## Goal of the exercise
Identify every line in the entries below that contains the word "landing", and copy each of those lines in full.

───── Available data

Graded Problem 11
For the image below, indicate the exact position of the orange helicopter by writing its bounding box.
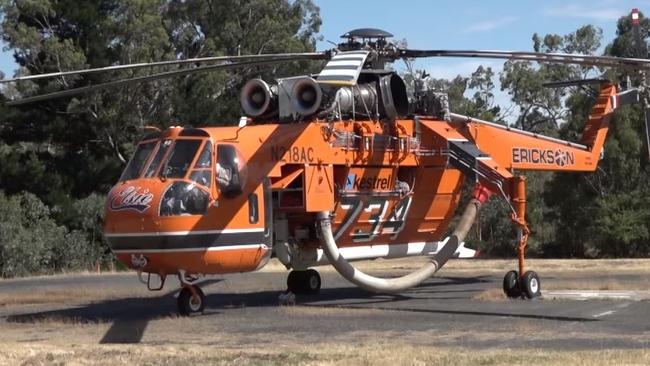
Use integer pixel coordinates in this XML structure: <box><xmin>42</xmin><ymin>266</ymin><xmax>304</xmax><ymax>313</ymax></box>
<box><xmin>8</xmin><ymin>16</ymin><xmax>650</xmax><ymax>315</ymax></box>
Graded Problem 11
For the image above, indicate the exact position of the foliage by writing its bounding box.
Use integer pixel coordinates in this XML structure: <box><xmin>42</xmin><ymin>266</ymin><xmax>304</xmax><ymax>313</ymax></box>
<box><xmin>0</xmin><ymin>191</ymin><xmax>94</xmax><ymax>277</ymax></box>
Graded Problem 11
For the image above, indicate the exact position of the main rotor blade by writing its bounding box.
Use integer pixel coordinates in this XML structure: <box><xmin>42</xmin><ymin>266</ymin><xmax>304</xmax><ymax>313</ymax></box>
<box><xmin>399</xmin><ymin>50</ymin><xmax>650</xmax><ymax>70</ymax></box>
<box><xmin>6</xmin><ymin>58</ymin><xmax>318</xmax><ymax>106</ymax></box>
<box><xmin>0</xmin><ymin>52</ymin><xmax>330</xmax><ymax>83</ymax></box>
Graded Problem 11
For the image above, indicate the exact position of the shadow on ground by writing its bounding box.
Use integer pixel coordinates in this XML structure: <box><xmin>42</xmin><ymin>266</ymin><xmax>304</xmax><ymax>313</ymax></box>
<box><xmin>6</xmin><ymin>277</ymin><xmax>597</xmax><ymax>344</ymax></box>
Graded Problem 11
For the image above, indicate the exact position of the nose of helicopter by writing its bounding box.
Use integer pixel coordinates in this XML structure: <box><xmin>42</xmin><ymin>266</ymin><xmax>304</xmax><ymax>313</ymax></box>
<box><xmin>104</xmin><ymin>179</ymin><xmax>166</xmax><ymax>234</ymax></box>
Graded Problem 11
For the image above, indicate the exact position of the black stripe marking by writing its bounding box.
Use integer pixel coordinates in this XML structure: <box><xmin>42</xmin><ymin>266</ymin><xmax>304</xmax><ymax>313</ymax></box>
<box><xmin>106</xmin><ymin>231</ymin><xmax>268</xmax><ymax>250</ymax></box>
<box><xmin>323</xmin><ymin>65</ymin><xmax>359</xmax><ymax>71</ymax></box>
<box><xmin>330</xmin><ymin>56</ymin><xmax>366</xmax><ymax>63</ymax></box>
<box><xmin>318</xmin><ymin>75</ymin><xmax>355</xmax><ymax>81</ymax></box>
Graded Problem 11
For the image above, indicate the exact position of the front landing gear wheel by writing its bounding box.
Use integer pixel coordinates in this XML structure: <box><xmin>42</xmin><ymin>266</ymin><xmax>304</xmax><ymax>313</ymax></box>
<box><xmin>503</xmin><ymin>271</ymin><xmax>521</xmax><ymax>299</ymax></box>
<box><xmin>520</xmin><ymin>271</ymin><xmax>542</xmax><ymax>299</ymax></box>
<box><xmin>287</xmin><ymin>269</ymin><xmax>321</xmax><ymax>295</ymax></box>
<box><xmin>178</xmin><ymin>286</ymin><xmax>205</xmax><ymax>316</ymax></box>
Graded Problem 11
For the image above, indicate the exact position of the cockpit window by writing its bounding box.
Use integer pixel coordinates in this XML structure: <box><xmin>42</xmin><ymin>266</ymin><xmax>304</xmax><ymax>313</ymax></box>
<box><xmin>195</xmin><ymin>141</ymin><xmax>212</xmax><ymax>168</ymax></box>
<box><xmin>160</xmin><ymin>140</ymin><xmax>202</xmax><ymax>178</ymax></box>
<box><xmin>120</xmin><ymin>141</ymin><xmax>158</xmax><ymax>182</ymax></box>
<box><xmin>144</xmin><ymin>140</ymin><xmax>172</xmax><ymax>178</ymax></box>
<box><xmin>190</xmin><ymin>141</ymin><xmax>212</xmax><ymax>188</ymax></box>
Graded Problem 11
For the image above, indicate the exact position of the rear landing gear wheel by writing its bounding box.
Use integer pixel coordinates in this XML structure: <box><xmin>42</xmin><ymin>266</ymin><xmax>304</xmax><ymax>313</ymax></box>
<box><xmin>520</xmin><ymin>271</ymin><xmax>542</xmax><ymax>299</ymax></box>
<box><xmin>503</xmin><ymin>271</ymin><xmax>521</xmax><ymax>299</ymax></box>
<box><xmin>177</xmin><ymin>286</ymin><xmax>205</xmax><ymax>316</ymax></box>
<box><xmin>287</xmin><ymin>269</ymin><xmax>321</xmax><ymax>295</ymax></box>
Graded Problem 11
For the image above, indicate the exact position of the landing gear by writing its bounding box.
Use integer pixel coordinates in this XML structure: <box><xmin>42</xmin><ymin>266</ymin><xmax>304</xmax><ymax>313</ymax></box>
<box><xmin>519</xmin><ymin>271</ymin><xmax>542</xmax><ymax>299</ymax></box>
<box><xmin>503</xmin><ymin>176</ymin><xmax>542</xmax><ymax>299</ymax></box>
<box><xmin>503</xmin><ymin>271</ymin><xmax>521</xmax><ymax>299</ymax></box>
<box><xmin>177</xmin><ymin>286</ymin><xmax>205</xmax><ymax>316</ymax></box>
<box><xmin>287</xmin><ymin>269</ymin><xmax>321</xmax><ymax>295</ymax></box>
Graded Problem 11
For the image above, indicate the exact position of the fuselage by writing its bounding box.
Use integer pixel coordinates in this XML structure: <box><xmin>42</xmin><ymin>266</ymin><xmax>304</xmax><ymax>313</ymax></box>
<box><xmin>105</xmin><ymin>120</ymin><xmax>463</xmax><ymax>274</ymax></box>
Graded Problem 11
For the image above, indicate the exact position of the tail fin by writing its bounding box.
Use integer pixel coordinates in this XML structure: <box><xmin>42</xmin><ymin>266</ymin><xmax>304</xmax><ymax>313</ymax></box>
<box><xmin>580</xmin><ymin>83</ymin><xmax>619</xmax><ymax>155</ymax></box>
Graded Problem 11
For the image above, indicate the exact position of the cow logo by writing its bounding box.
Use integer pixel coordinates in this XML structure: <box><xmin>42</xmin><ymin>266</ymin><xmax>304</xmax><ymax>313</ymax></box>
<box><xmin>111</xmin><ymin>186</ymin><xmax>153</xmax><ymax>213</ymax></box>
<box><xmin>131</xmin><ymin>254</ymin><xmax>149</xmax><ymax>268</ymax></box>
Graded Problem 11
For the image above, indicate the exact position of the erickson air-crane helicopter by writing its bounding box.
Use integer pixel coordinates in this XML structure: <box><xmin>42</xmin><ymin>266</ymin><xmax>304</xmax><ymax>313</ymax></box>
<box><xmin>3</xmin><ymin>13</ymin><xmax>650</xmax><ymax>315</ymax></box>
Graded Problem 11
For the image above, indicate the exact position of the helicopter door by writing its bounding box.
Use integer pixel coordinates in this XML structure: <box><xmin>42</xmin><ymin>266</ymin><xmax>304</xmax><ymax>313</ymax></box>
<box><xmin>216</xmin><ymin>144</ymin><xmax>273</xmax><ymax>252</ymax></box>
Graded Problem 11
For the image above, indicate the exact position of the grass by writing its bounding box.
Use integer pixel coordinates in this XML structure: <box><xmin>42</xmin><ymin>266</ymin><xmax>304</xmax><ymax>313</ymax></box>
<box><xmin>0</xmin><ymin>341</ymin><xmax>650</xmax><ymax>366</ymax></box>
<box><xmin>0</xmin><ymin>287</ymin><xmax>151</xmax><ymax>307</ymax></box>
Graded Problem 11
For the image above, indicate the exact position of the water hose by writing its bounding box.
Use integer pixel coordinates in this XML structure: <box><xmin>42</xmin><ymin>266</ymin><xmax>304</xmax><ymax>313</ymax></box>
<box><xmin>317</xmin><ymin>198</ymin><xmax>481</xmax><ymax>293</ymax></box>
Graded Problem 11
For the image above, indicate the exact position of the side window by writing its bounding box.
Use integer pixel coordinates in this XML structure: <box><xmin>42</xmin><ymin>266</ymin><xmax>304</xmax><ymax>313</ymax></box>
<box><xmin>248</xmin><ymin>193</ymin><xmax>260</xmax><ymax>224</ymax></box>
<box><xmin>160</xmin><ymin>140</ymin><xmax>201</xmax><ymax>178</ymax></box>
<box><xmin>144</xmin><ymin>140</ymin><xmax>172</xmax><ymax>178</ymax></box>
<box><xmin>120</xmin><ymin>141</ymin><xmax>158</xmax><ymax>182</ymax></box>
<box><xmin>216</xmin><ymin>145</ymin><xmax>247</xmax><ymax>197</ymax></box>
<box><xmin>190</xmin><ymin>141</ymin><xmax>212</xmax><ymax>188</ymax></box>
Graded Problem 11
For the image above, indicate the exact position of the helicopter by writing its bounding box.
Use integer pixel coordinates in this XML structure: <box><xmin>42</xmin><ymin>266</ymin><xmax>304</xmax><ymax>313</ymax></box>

──────────

## Response to this task
For the image above, indicate the exact position of the front landing gear wheel by writing its bounding box.
For the image above, indicate the exact position of the rear landing gear wheel by writing its bounding box.
For the image above, indicate the exact position of the landing gear by writing its bounding box.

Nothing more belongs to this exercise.